Listed records:
☆ ☆ ☆
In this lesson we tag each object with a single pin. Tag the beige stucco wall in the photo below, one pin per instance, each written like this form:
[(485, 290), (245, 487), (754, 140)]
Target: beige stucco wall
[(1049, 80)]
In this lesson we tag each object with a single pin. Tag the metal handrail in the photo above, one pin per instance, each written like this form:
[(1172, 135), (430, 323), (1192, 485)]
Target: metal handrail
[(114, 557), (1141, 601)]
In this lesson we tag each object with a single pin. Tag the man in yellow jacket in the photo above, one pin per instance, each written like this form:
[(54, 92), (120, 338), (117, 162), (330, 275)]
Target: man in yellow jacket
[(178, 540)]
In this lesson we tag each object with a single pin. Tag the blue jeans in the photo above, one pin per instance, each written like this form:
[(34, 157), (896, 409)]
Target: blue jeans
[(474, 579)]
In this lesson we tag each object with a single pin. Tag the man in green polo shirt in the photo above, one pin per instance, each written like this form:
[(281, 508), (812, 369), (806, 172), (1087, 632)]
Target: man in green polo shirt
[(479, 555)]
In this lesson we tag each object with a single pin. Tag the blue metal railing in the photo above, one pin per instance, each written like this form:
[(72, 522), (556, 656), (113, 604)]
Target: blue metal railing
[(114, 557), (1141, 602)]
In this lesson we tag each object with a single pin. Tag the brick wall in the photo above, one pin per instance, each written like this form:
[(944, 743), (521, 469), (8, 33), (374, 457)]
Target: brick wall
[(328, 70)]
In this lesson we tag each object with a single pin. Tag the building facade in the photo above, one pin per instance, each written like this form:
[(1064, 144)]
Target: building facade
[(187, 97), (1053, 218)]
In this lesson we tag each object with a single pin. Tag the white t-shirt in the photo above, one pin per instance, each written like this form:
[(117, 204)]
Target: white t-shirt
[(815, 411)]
☆ ☆ ☆
Aim of the task: Using only the listing above, restate exactly the lines from the line containing "Target: man in yellow jacket" through the line containing "[(944, 743), (521, 469), (8, 33), (374, 457)]", both included.

Output of the exercise:
Target: man in yellow jacket
[(178, 540)]
In this lesson we tag each object with a single pin. Tag the blue jeans in the photo above, one pin per instance, each written like this form:
[(34, 157), (896, 409)]
Target: blue jeans
[(474, 579)]
In this lesson we tag each object with a single pin. Tag the man in green polo shirt in the photo above, one pin per instance, each written like this form:
[(281, 508), (812, 369), (806, 172), (1087, 632)]
Target: man in green polo shirt
[(479, 555)]
In this lesson we tag each object with a single pin. Tag the blue metal railing in the photo above, one pin per instance, each written like this form:
[(72, 522), (556, 656), (113, 604)]
Target: blue metal railing
[(114, 557), (1141, 602)]
In this lesson we tag each object with a single pin. Tag the brick wall in the photo above, one pin per instance, each written like this form:
[(944, 743), (521, 469), (8, 33), (374, 457)]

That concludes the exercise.